PROVIDED TEXT.
* * *
Saturday, March 10, 2012

Top Ten Essay Writing Tips

Okay ladies and gentlemen of the university scene. Welcome to Sam Tinker, author of the notorious 'TinkerTimes Blog' Writing Course for Dummies. Today we will focus on how to write an essay in 10 easy steps. This may very well change your life (and if it does, please slip a thank you note with 10$ enclosed under my dorm room door).

1) Get food and drink - you will be hungry because your brain is frying. I suggest veggies to start with water and then, as the due date draws near, move to chocolate, candy and diet pepsi. Crisps are always a good choice too as is pizza.

2) Background noise - This is debatable. I prefer background noise (usually TLC) but some people get distracted (Admittedly, I do). Decide what you need and do it.

3) The later, the more creative - When 3am comes, you're going to want to go to bed and, like being drunk, your inhibitions will go down. You'll make crazy connections to random crap and think it's brilliant...and sometimes it is. Go with it. Sleep is for the weak...and the failing.

4) Research - I get at least 10 pages of single spaced research before I even attempt my essay. If you can do this, you can write. It may still be crap - but at least you are handing in something and it shows you did try.

5) Tylenol and heating pads - Not only for that time of the month, but for the stress in the back of your neck and shoulders as well as the hunchback position you've maintained for the entire week...medication is your friend.
* * *
INFORMATION GIVEN.
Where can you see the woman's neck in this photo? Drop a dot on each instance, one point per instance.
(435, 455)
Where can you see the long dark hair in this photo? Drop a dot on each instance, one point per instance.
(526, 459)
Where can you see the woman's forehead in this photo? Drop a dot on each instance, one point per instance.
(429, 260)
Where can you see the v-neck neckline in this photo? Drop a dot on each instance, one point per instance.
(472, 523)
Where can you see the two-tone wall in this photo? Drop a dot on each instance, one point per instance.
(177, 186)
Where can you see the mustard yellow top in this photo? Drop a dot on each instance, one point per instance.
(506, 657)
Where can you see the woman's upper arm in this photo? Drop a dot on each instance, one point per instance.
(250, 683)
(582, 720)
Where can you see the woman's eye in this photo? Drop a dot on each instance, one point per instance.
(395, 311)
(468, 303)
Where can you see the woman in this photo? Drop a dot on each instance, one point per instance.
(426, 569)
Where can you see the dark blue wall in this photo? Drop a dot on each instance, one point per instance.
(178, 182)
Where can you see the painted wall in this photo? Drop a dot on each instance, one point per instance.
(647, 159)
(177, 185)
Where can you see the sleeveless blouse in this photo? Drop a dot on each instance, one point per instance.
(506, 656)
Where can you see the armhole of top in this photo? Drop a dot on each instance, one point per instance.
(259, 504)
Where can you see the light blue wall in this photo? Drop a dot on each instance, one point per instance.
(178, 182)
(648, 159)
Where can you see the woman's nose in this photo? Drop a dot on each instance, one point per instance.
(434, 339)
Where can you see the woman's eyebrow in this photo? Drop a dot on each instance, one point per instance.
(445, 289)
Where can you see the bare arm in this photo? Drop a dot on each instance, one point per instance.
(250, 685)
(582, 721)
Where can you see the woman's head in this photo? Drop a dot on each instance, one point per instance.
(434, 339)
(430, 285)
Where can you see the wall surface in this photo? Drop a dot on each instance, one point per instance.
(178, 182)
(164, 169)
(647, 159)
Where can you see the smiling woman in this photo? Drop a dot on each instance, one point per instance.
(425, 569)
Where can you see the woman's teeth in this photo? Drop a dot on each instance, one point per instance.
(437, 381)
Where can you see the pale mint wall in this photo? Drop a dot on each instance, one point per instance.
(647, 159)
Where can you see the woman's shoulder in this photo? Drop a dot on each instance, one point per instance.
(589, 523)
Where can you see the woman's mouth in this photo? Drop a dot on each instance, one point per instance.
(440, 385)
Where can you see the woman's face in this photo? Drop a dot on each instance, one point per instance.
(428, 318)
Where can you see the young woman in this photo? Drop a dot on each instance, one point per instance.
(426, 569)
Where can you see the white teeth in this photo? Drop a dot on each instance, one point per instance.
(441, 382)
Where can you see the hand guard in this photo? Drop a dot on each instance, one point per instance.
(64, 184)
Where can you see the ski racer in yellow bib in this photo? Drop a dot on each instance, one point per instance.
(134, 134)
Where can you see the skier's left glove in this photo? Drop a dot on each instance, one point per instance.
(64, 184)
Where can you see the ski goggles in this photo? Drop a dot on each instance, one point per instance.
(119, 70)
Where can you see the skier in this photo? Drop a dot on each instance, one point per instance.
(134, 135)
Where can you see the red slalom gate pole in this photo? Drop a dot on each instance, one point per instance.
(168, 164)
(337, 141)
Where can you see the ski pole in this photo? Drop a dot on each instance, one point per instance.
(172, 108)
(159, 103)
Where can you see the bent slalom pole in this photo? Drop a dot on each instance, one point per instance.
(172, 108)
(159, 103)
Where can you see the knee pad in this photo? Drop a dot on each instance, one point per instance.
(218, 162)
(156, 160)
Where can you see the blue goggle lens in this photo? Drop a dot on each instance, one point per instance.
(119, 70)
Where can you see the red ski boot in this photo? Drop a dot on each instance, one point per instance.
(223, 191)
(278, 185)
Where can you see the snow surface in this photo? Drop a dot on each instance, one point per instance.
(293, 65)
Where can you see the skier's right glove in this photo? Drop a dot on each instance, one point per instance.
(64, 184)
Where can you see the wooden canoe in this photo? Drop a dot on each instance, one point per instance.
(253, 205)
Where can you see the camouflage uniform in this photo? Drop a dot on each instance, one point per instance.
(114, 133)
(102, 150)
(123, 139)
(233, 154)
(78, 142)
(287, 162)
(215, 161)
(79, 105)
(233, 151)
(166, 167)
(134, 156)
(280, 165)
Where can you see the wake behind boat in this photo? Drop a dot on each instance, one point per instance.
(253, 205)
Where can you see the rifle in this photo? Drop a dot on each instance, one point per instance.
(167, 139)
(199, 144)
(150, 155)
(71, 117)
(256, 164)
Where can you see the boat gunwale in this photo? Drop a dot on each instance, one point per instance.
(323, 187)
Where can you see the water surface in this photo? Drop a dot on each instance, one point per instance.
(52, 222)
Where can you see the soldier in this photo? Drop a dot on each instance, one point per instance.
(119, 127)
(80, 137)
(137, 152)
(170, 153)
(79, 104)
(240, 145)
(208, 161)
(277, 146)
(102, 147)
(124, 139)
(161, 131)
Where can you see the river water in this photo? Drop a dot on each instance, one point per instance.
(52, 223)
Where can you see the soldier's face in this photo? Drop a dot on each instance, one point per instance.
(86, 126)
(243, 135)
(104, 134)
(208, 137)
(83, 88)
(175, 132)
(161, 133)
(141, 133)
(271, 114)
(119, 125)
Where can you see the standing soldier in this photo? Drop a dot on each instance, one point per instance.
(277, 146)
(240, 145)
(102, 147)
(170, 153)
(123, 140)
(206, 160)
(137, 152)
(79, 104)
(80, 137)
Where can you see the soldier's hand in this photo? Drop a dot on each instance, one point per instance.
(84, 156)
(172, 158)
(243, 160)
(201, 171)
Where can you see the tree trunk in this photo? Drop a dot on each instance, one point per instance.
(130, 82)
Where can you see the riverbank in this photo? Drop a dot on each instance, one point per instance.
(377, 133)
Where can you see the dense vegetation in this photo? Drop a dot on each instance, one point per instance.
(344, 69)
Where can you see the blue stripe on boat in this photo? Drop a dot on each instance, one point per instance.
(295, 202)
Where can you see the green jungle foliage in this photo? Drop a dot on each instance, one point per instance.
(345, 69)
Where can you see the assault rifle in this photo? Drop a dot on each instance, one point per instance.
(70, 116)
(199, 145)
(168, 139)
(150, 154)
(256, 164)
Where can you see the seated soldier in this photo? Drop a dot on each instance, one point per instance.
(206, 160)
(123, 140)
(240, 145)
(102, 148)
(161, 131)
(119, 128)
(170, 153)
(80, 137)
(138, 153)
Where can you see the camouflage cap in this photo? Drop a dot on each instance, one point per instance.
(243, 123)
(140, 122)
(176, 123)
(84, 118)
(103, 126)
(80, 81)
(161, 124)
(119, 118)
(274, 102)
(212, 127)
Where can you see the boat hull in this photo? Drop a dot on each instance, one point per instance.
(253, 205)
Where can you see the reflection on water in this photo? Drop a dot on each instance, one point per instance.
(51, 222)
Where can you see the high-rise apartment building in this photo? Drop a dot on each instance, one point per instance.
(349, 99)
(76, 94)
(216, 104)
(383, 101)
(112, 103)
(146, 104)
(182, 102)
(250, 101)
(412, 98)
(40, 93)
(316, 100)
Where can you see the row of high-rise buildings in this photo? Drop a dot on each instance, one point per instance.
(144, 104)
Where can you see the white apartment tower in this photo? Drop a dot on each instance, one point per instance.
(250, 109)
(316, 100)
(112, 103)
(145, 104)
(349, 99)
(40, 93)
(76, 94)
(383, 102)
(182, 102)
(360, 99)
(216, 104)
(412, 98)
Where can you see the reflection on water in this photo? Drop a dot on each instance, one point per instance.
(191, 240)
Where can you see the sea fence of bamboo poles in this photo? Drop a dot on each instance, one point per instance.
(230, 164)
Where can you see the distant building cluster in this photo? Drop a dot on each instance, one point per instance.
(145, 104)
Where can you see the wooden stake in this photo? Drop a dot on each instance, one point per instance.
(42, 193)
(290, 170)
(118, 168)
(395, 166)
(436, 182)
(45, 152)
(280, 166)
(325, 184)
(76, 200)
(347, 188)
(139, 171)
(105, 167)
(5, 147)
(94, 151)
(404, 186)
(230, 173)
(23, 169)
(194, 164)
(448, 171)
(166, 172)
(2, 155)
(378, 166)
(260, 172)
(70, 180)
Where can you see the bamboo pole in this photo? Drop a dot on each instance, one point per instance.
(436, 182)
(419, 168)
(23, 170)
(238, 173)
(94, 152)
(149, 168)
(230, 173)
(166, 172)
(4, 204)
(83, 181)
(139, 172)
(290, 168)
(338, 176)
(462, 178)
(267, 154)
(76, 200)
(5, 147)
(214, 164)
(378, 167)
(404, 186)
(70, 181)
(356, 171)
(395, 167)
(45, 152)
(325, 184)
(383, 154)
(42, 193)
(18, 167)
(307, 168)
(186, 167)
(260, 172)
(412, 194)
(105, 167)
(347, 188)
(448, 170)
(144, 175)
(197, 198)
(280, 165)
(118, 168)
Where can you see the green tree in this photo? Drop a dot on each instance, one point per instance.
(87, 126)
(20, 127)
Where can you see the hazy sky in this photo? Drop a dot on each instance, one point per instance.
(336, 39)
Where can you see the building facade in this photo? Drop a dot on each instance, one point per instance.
* * *
WHAT TO WORK ON. Please reproduce the blog post on essay writing in full, word for word. The entries are separate material and have no connection to the blog post on essay writing.

TASK SOLUTION.
Saturday, March 10, 2012

Top Ten Essay Writing Tips

Okay ladies and gentlemen of the university scene. Welcome to Sam Tinker, author of the notorious 'TinkerTimes Blog' Writing Course for Dummies. Today we will focus on how to write an essay in 10 easy steps. This may very well change your life (and if it does, please slip a thank you note with 10$ enclosed under my dorm room door).

1) Get food and drink - you will be hungry because your brain is frying. I suggest veggies to start with water and then, as the due date draws near, move to chocolate, candy and diet pepsi. Crisps are always a good choice too as is pizza.

2) Background noise - This is debatable. I prefer background noise (usually TLC) but some people get distracted (Admittedly, I do). Decide what you need and do it.

3) The later, the more creative - When 3am comes, you're going to want to go to bed and, like being drunk, your inhibitions will go down. You'll make crazy connections to random crap and think it's brilliant...and sometimes it is. Go with it. Sleep is for the weak...and the failing.

4) Research - I get at least 10 pages of single spaced research before I even attempt my essay. If you can do this, you can write. It may still be crap - but at least you are handing in something and it shows you did try.

5) Tylenol and heating pads - Not only for that time of the month, but for the stress in the back of your neck and shoulders as well as the hunchback position you've maintained for the entire week...medication is your friend.